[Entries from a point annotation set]
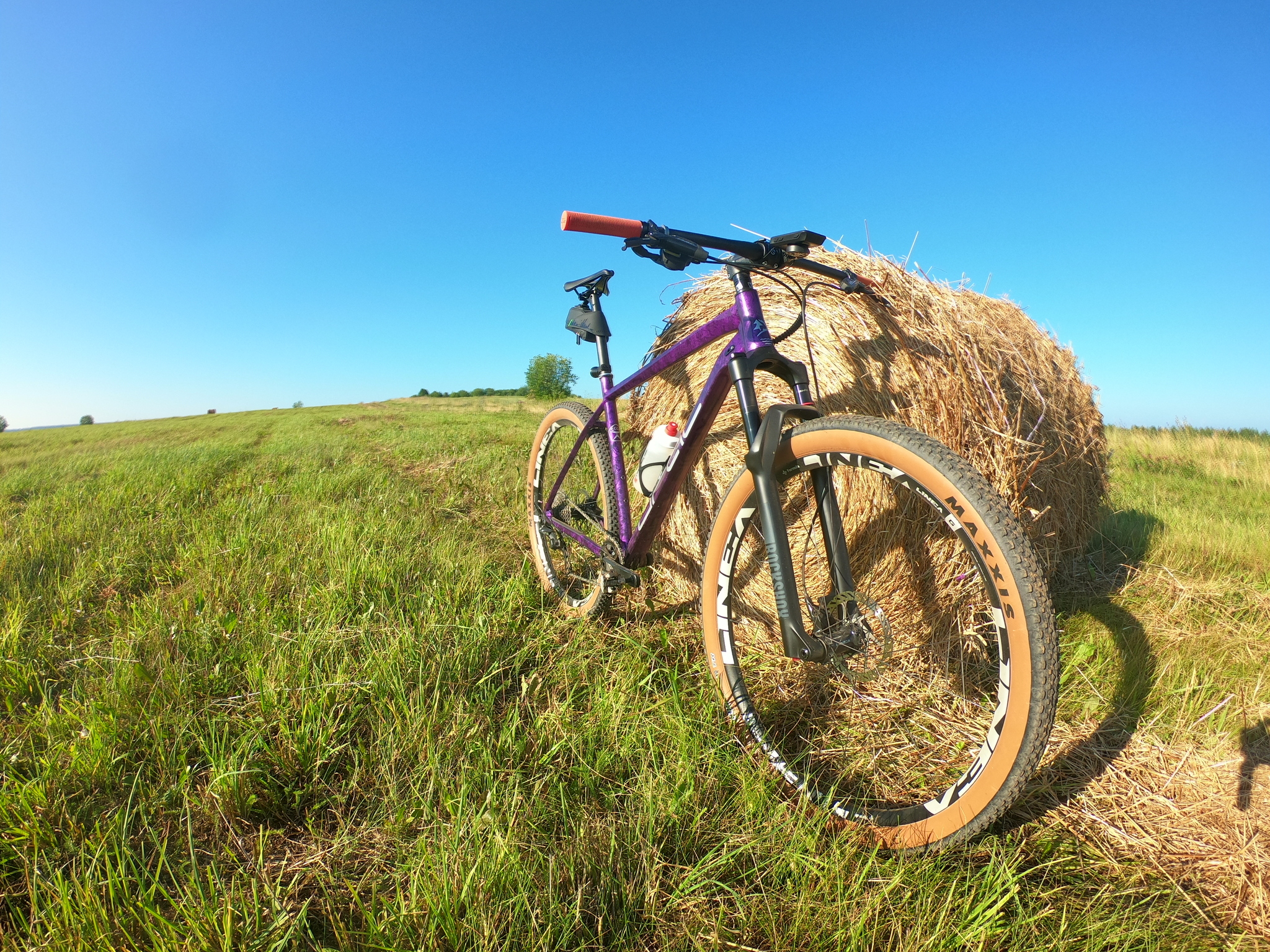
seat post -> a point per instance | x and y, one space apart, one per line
603 371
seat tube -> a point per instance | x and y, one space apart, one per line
609 407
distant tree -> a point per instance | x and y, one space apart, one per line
550 376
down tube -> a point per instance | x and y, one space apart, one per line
680 465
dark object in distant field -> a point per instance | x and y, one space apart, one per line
550 377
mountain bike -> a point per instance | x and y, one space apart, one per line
898 668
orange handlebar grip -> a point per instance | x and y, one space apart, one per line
601 225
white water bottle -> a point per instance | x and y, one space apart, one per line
664 442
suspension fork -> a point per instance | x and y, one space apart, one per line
763 432
765 436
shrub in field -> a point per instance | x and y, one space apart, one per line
550 377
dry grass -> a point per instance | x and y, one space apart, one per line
1161 753
973 371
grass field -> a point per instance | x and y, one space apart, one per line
286 679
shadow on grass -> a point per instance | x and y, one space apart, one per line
1255 744
1119 546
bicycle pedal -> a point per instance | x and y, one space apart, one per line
619 575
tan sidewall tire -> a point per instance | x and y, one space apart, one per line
554 415
1015 731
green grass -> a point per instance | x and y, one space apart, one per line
286 679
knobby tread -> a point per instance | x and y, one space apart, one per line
1015 546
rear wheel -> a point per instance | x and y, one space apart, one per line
938 705
586 503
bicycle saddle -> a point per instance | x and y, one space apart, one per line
598 281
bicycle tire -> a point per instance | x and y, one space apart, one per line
568 570
946 563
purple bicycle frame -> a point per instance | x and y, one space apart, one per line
745 320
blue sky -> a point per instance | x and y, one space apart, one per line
242 205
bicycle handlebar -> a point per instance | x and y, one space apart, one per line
601 225
762 253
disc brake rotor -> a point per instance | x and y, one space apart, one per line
858 633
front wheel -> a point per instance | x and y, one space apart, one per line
938 705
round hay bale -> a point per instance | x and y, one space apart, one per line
974 372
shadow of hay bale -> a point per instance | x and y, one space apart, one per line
1255 747
1121 545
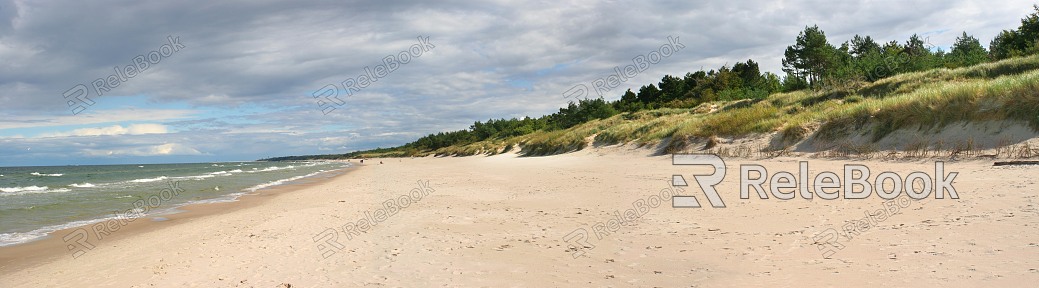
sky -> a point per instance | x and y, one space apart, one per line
107 82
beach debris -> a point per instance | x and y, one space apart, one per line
1017 162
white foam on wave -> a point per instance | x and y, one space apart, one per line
29 190
280 182
145 180
22 237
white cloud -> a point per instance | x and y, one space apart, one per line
133 129
159 150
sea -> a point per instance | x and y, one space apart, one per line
35 201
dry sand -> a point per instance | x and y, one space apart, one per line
500 221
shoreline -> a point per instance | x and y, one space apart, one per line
585 218
52 247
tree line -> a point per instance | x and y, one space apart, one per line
810 62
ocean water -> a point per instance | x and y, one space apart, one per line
38 200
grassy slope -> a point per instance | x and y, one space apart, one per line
1004 90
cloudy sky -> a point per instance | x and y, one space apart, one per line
190 81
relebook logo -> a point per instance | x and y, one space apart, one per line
825 185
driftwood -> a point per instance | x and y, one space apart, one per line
1007 163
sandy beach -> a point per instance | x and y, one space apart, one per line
501 221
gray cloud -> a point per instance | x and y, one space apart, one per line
259 61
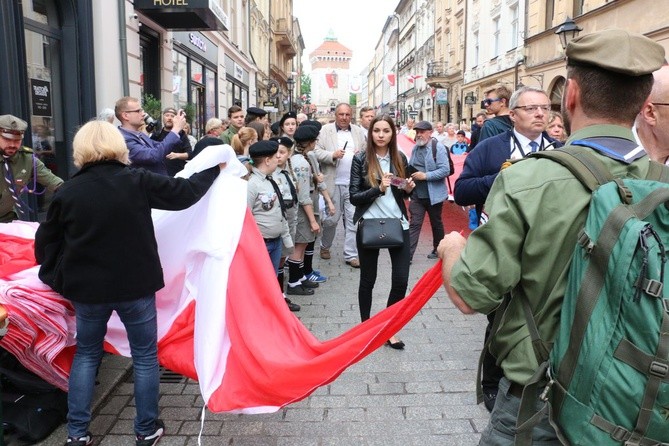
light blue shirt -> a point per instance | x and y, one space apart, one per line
385 205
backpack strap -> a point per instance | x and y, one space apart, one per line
590 171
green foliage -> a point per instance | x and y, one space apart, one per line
152 106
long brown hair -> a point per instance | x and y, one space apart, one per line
374 171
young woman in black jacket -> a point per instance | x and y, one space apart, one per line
373 196
98 249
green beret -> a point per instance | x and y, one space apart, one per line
616 50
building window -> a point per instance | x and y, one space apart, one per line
514 26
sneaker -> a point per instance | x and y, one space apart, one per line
316 277
292 306
299 290
308 283
86 440
151 439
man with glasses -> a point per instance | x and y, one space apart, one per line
530 108
652 123
496 103
22 171
145 152
538 207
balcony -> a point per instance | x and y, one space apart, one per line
283 36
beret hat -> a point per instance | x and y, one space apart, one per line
616 50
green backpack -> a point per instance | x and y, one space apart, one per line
606 378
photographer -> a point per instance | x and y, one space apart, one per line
145 152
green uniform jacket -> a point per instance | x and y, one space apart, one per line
226 136
22 169
536 209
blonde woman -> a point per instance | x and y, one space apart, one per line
85 246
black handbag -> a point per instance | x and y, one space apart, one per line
377 233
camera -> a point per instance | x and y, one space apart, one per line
150 123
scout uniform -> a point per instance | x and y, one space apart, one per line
22 165
536 212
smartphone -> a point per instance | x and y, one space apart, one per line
398 182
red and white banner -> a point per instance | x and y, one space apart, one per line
221 316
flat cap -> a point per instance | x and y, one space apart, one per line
306 133
283 140
256 111
313 123
616 50
287 116
423 125
263 148
12 127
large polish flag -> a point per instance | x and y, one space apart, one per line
222 319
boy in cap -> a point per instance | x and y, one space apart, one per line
265 200
22 172
537 210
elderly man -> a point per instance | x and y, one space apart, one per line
336 145
21 170
537 209
652 123
145 152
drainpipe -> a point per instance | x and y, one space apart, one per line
123 44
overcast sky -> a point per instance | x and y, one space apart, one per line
357 25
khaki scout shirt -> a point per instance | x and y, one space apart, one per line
22 169
536 209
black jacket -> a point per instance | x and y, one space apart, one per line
363 194
98 243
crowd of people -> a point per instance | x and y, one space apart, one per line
304 178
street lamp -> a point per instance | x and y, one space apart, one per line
397 76
567 31
290 82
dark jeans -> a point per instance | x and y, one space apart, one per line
369 259
417 208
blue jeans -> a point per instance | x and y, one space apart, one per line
274 249
139 318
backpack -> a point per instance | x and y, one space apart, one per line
451 167
606 378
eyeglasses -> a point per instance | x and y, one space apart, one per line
534 108
488 102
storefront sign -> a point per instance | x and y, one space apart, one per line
40 92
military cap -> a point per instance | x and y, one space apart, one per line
255 111
263 148
312 123
306 133
283 140
423 125
12 127
287 116
616 50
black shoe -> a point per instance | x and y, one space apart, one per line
86 440
399 345
489 397
292 306
299 290
153 438
309 284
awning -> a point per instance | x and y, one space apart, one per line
192 15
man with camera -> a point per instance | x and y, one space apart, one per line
145 152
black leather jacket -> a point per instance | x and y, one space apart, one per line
363 194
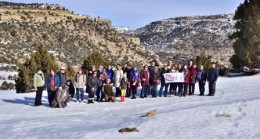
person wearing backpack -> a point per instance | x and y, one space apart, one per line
80 81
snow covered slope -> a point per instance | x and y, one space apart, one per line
189 117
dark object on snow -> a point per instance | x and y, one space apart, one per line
122 130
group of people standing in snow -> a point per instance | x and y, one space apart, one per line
125 81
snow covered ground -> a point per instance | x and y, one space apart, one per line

**What is expected**:
Your task is an exact transcription of all the data, minus the pictures.

**Response below**:
seat post -> a point per instance | x and y, one space apart, one per line
603 371
seat tube -> a point per instance | x and y, one space apart, one per line
609 407
distant tree -> a point per instance | x and y, one space apart, one per line
550 376
down tube -> a point per instance | x and y, one space apart, one per line
680 465
dark object in distant field -> a point per instance | x and y, one space apart, one per line
550 377
mountain bike -> a point per instance | x and y, one space apart, one per line
898 668
orange handlebar grip -> a point per instance | x and y, one space apart, one per line
601 225
white water bottle -> a point per instance | x and y, one space apart, one per line
664 442
suspension fork -> a point per instance | x and y, one space apart, one per line
763 432
765 436
shrub in field -> a point per instance | x and y, one space apart, one per line
550 377
dry grass -> a point per instance | x and y, one space apart, one per line
1161 753
973 371
grass field -> a point per instance | x and y, one space apart, one per line
286 679
shadow on grass -> a point per instance | x and y, one space apart, one per line
1255 744
1119 546
bicycle pedal -> a point per instance | x and y, one space apart, one per line
619 575
tan sidewall tire -> a point per instance | x and y, one space apart, one per line
554 415
1015 731
green grass -> a point per instance | x and y, one space apart, one per line
286 679
knobby tread -> a point per instance | x and y, one space apart, one per line
1015 546
rear wheel -> a point per instance | x and y, one space apart, one per line
938 705
586 503
bicycle saddle -> a point per instance | x and y, one space apart, one per line
598 281
bicycle tire -> a point per instance | x and y, one space apart, one per line
568 570
946 563
purple bicycle frame -> a point per instance | x and y, one space apart, one per line
745 320
blue sky -> a point per instance | x and y, one space apart, one per line
242 205
bicycle handlebar -> a point per instance | x and y, one space apart, one per line
601 225
762 253
disc brake rotor -> a point per instance | x and y, one space apart, one per line
858 633
front wheel -> a point per instance | x and y, one space apart, one per line
938 705
round hay bale -> a point per instance | x and y, one space apart, one per line
974 372
shadow of hay bale -> a point per instance | x and y, one space apart, one per line
1255 747
1121 545
sky -> a point per instance | x and y, one space apart, one per line
107 82
beach debris -> a point per instance | x and y, one space apart, one per line
1017 162
white foam on wave -> a point per instance | x and y, one space apart, one per line
29 190
280 182
145 180
22 237
white cloud -> a point per instance | x and y, one space apart, one per line
133 129
159 150
sea -> a point per instance | x and y, one space apart, one per line
35 201
dry sand -> a point per instance | x and y, one space apart, one per line
500 221
shoreline -> a point per instance | x and y, one space apart, one per line
585 218
52 247
tree line -> a point per instance | x and y, one space apart, one per line
810 62
ocean water -> a point per instance | x and y, one space apart, one per line
38 200
grassy slope -> a point per instance | x and y, one space apart, one per line
1004 90
cloudy sky -> a point per instance | x and y, one space apart, one per line
190 81
relebook logo -> a point per instance | x and y, one space apart, one per line
825 185
driftwood -> a point per instance | x and y, one space apart, one per line
1007 163
sandy beach -> a point per instance | x and y, one space apart, one per line
501 221
gray cloud -> a point per instance | x and y, one space apart, one per line
259 61
light blue shirt -> a point per instance | x and y, one space apart, one per line
385 205
backpack strap -> a point per instance | x and y, one space apart, one per line
590 171
green foliage -> a point per instance | x and y, one space apart, one per line
152 106
long brown hair -> a point per instance | x and y, one space apart, one per line
374 171
young woman in black jacket -> a point per instance | x and y, one space apart, one per line
373 196
98 249
green beret -> a point per instance | x and y, one space apart, one per line
616 50
building window -> a point per instance | x and y, one space apart, one per line
514 26
sneaker -> a point per instance | x and y, one space apart, one per line
316 277
292 306
299 290
308 283
86 440
151 439
man with glasses -> a point per instance | x and y, one space apart, one per line
530 108
652 123
496 103
22 171
145 152
538 207
balcony -> a point per instance | x and y, one space apart, one per line
283 36
beret hat -> a point per instance | x and y, one space apart, one per line
616 50
green backpack -> a point per instance | x and y, one space apart, one per line
606 378
photographer -> a point per instance | x and y, one space apart, one per line
145 152
green uniform jacket -> a point per instance | x and y, one space apart, one per line
226 136
22 169
536 209
blonde woman -> a point per instance | x and y, one space apart, one per line
85 246
black handbag -> a point per instance | x and y, one space apart, one per line
377 233
camera -> a point per instance | x and y, one space apart, one per line
150 123
scout uniform -> a point per instance | x and y, one space apart, one per line
22 165
536 212
smartphone -> a point per instance | x and y, one space apart, one per line
398 182
red and white banner -> a point per instance | x and y, one space apart, one per line
221 316
flat cap -> a point per instance | x and y, one space apart, one per line
306 133
283 140
256 111
313 123
616 50
287 116
423 125
263 148
12 127
large polish flag -> a point per instance | x and y, one space apart, one per line
222 319
boy in cap -> a point per instance | x and y, one space apart, one per line
265 200
22 172
537 210
elderly man -> a point per instance | x and y, one space apart, one per line
336 145
21 170
537 209
652 123
145 152
drainpipe -> a point per instance | x and y, one space apart, one per line
123 44
overcast sky -> a point per instance | x and y, one space apart, one per line
357 25
khaki scout shirt -> a point per instance | x and y, one space apart, one per line
22 169
536 209
black jacket -> a point per instance | x and y, one space apart, one per line
363 194
98 243
crowd of people -> a point per instance | x and y, one space apart, one per line
304 178
street lamp -> a point per instance | x and y, one space apart, one per line
397 76
567 31
290 82
dark jeans -> a point per instance | x and y, one space apart, one per line
369 259
417 208
blue jeans -> a point per instance | x and y, one space apart, one per line
274 249
139 318
backpack -> a point per instance | x and y, one space apart, one per line
451 167
606 378
eyeglasses -> a point per instance | x and y, one space apart, one per line
534 108
488 102
storefront sign -> a point per instance | x and y, one space apart, one per line
40 92
military cap -> a point per instance | x and y, one space apart, one per line
255 111
263 148
312 123
306 133
283 140
423 125
12 127
287 116
616 50
black shoe -> a point per instance | x and y, one space apart, one per line
86 440
399 345
489 397
292 306
299 290
153 438
309 284
awning -> a point per instance | x and y, one space apart, one per line
192 15
man with camera -> a point per instance | x and y, one space apart, one per line
145 152
black leather jacket -> a point per instance | x and y, one space apart, one per line
363 194
person wearing backpack -> a point per instance | x and y, one space apart, one per line
80 81
snow covered slope -> a point per instance | x and y, one space apart, one per line
189 117
dark object on snow -> a point per instance | x and y, one space apart, one per line
122 130
group of people standing in snow -> a point per instance | x and y, one space apart, one per line
125 81
snow covered ground -> a point per instance | x and y, one space apart, one per line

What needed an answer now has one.